- _Brief_:
What is needed is an exact copy of all the records.

- _Provided records_:
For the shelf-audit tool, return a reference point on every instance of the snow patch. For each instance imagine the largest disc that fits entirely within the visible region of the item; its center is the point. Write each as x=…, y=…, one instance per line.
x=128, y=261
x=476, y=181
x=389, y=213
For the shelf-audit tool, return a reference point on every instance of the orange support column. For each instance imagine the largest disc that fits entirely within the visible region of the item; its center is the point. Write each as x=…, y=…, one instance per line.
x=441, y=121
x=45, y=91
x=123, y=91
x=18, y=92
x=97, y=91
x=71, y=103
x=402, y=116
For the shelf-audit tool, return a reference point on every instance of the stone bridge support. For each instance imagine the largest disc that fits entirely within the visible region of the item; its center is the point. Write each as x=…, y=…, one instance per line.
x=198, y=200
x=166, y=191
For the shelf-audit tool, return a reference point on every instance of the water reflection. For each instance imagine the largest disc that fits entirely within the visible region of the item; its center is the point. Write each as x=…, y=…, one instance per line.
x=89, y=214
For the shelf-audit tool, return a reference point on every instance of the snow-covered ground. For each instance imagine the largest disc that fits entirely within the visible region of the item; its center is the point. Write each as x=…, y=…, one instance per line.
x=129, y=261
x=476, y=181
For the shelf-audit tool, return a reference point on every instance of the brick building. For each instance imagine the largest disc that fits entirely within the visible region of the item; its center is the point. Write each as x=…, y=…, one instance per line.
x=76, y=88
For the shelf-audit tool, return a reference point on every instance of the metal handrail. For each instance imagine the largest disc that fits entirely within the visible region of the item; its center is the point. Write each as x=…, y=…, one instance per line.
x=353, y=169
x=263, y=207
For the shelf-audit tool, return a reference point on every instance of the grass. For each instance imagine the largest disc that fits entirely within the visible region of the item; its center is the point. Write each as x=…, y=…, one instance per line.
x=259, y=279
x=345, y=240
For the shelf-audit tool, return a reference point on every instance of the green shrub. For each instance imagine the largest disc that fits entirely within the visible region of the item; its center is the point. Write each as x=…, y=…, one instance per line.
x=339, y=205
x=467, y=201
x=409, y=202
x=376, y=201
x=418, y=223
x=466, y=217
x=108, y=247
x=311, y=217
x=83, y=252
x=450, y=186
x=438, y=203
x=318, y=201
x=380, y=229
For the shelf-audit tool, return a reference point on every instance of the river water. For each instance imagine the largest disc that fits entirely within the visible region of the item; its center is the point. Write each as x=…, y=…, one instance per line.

- _Your response_:
For the shelf-audit tool, return a reference point on every instance of the snow patch. For each instance imagine the largest disc that fits entirely within the visible region of the item; its center is the point. Write each as x=…, y=…, one instance per line.
x=128, y=261
x=476, y=181
x=389, y=213
For the shelf-audit tool, return a reference point on every instance of the orange support column. For each instance imagine the largest disc that fits entirely within the visible region of the item; its center is the point. Write each as x=…, y=…, one instance per line.
x=441, y=121
x=45, y=91
x=123, y=91
x=18, y=92
x=97, y=91
x=71, y=103
x=402, y=116
For the shelf-audit tool, return a reference point on every instance of the stone bridge support. For each instance imagine the largest disc that fits entirely within the visible region of the item; its center is the point. Write each as x=…, y=…, one instance per line.
x=198, y=200
x=166, y=191
For the shelf-audit tool, return a reference point on every instance of the water reflection. For each instance imagine the largest disc that fits entirely within the visible region of the item; its center is the point. Write each as x=…, y=…, one instance per line.
x=89, y=214
For the shelf-audit tool, return a reference point on every instance of the snow-covered ground. For each instance imagine the largest disc that fits entirely within the visible region of the item; its center is the point. Write each as x=…, y=…, one instance per line.
x=129, y=261
x=476, y=181
For the shelf-audit tool, return a reference point on every instance of the brick building. For each instance imagine the largest disc that fits entirely within the visible region of the item; its center is the point. Write each as x=…, y=…, one instance per line.
x=76, y=88
For the shelf-audit tool, return a reference point on every instance of the metal handrail. For each instance imagine the largest disc that fits entirely within the visible region of the item; its center is the point. Write each as x=…, y=…, one instance per line.
x=353, y=169
x=263, y=207
For the shelf-audit tool, return a reference point on every instance of the grass. For each instance imagine the largest disc that fits entirely within the visible region of the item; its center is the point. Write each as x=…, y=…, one instance per line.
x=259, y=279
x=345, y=240
For the shelf-audit tool, return a reference point on every instance of the green shrub. For each instance imagine the largest disc that fits entirely within the visible region of the item; its center is the point. Write each as x=…, y=…, one instance per line.
x=339, y=205
x=467, y=201
x=409, y=202
x=376, y=201
x=418, y=223
x=466, y=217
x=108, y=247
x=311, y=217
x=83, y=252
x=450, y=186
x=438, y=203
x=318, y=201
x=380, y=229
For the shelf-audit tool, return a reference point on every instance of the river water. For each instance imagine the largest disc that fits entirely within the visible region of the item; its center is the point. Write each as x=…, y=…, one instance per line.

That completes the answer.